▸ **Source passage**:
++++++
Under the agreement signed in 1999,  Nigeria was required to supply Ghana with 123 Million Metric British Thermal Units (MMBtu) per day.

However, Nigeria was said to have failed to meet the target, supplying only 30 MMBtu/d and less sometimes.
The Director of Planning and Business Development of the Volta River Authority (VRA), Kofi Ellis, told TV3’s Sandra Amarquaye weekend that Ghana has been paid $10 million as damages by Nigeria over the shortfall as stipulated in the gas supply contract.

“The contract already stipulates some liquidated damages for reduction in supply,” Ghanaweb quoted Ellis to have said.
“I know that already we have been paid some damages for the reduction in supply”, he added.

A recent visit of the Minister of Energy and Petroleum, Emmanuel Armah-Kofi Buah, to Nigeria culminated in West Africa’s biggest gas-supply nation promising to supply a constant 50 MMBtu/d.

Ellis noted that intervention by government, admitting that inasmuch as Nigeria would want to help Ghana, they are also facing challenges.

“I guess the Nigerians also share in our problems. They understand. The unfortunate thing is that this is a commodity that both countries need for themselves. So it is a matter of trying to see how best you can help your neighbor”, he said.

He however said the contract will not be abrogated notwithstanding that Nigeria is facing challenges in meeting the terms.

The recent below-expectation supply of gas from Nigeria has been cited as one of the causes of challenges in the energy sector.
Power shortage has been on the rise in Ghana as hopes to solve its electricity woes by producing

natural gas to power electricity plants had been held back by the loss of a shipment of materials and delays in paying contractors.
++++++
▸ **Tasks to perform**:
[a] For each statement, say whether it agrees with the gas supply passage. Answer yes or no and quote the deciding words.
(i) The 1999 agreement required Nigeria to supply Ghana with 123 MMBtu per day.
(ii) Ellis said the contract will be abrogated because Nigeria is facing challenges.
(iii) After the minister's visit, Nigeria promised to supply a constant 50 MMBtu/d.
[b] Answer these questions from the gas supply passage:
(i) How much has Nigeria paid Ghana in damages over the shortfall?
(ii) Who is the Minister of Energy and Petroleum?
(iii) What two things held back Ghana's hopes of producing natural gas for its power plants?
[c] Extend the gas supply passage, beginning after its final sentence.
++++++
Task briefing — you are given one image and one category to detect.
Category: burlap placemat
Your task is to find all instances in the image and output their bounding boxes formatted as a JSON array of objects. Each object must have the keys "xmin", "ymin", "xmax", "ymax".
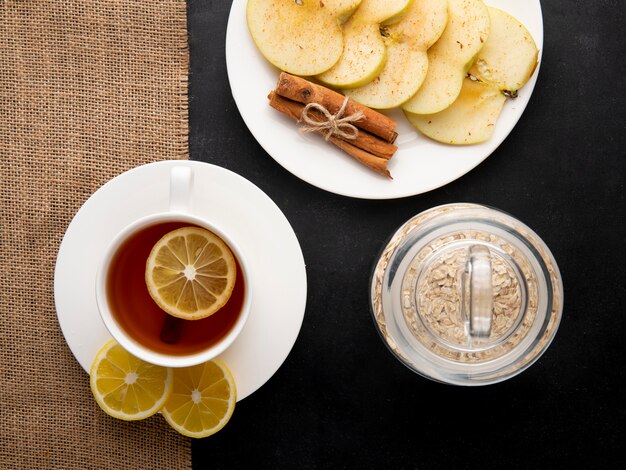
[{"xmin": 0, "ymin": 0, "xmax": 191, "ymax": 469}]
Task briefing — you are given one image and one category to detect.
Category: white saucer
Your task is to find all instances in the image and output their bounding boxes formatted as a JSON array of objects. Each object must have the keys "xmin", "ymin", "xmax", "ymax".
[{"xmin": 54, "ymin": 161, "xmax": 307, "ymax": 400}]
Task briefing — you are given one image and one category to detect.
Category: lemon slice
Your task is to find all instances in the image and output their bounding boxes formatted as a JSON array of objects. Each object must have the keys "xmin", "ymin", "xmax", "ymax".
[
  {"xmin": 161, "ymin": 359, "xmax": 237, "ymax": 438},
  {"xmin": 146, "ymin": 227, "xmax": 237, "ymax": 320},
  {"xmin": 89, "ymin": 340, "xmax": 172, "ymax": 421}
]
++++++
▸ **The responses**:
[a]
(i) Yes: "Nigeria was required to supply Ghana with 123 Million Metric British Thermal Units (MMBtu) per day"
(ii) No: "He however said the contract will not be abrogated notwithstanding that Nigeria is facing challenges in meeting the terms."
(iii) Yes: "promising to supply a constant 50 MMBtu/d"

[b]
(i) $10 million
(ii) Emmanuel Armah-Kofi Buah
(iii) The loss of a shipment of materials and delays in paying contractors

[c]
The Nigerian National Petroleum Corporation (NNPC) and Ghana National Petroleum Corporation in 1999 signed a gas supply agreement to further implement the West African Gas Pipeline project.


Under the agreement, Ghana would be conserving between 15,000 barrels per day (bpd) of crude oil and 20, 000 bpd of crude oil by taking gas from Nigeria to run its power plants. Ghana would be taking 84 per cent of about 120 mm cfpd of gas that Nigeria would be selling to the other three countries, Ghana, Benin, Togo under the project.


Aimed at boosting Nigeria's revenue and protecting environment by reducing gas flaring, the West African Gas Pipeline Project was among the first major projects President Olusegun Obasanjo administration launched at its inauguration on May 29, 1999.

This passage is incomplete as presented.